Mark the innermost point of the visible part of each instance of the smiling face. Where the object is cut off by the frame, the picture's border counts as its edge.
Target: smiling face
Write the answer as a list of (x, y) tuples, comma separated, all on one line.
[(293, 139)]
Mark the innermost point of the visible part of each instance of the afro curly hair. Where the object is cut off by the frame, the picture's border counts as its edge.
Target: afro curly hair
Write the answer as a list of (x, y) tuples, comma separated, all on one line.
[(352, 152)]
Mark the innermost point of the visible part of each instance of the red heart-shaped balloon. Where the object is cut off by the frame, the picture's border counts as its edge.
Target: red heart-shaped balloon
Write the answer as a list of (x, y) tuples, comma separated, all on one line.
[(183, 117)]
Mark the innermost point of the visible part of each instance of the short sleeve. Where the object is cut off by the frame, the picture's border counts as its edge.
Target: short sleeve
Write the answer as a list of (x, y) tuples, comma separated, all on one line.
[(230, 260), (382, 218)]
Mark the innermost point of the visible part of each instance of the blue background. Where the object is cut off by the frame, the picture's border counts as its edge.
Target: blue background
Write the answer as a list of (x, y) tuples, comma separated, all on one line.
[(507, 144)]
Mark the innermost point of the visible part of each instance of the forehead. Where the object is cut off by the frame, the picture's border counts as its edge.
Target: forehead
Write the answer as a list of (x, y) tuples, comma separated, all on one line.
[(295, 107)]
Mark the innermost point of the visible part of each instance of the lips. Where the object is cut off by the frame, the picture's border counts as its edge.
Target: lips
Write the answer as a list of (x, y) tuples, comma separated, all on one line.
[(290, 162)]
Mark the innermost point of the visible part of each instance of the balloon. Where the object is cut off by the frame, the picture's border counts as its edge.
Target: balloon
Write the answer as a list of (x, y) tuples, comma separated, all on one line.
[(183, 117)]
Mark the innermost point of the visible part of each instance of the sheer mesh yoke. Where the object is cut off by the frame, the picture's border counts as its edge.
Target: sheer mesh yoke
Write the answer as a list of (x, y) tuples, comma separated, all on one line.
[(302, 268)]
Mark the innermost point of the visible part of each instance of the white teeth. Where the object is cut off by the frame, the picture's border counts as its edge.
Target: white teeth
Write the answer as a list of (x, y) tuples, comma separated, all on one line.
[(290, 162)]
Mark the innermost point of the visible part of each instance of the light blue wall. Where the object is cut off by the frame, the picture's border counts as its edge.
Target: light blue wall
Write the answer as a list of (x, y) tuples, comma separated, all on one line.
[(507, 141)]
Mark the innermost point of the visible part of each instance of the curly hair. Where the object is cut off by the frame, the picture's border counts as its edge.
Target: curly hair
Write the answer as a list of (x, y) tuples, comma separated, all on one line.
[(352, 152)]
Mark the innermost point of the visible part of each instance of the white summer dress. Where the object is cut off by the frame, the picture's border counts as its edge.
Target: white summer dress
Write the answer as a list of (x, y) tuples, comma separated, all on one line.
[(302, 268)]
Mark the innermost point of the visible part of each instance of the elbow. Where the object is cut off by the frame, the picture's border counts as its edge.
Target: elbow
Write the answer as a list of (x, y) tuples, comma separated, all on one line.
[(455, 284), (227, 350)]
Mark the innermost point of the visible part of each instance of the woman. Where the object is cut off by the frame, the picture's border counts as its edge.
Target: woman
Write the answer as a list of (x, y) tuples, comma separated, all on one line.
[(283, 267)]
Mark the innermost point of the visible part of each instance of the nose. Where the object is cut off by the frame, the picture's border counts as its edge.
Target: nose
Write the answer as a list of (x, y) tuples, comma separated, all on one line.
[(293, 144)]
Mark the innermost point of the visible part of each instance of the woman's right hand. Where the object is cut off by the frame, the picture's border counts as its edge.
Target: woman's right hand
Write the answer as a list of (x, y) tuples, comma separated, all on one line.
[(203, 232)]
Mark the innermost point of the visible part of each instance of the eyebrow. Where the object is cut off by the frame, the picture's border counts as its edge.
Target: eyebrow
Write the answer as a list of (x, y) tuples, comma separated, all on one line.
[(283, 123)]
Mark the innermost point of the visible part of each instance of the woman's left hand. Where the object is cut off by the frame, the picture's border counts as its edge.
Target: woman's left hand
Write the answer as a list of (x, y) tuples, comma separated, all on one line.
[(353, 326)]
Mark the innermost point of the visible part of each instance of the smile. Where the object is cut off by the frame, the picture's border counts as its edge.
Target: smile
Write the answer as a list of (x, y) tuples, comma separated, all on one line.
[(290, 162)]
───
Reproduce the part of the material that opens with the line containing "the woman's right" and closes with the final line of the material, both ends included. Offset every coordinate value in the answers by -98 and leave all other lines unchanged.

Mark the innermost point of the visible part of each instance of the woman's right hand. Where the object is cut off by the frame, the picture's border counts as its edge.
Target: woman's right hand
Write the answer as a list of (x, y) tuples, comma separated, all on one line.
[(105, 134)]
Mark the innermost point of the visible part of each instance of the eyebrow. Where the object is cut off by the frame, the picture's border counts as its edge.
Target: eyebrow
Write the answer as a list of (x, y) tuples, comma separated, all on one line.
[(185, 25)]
Mark the innermost point of the visible part of each instance of the woman's left hand. Where the object is cut off by the frame, the picture's border counts as its edge.
Target: woman's left hand
Write the answer as a list of (x, y) tuples, comma separated, all on one line.
[(255, 228)]
Mark the innermost point of the visible part of each instance of the smile. Where the object is cut off by the frame, the picture's border counts as its edge.
Target: smile
Write the answer as a list of (x, y) tuples, comma separated, all on one line.
[(192, 64)]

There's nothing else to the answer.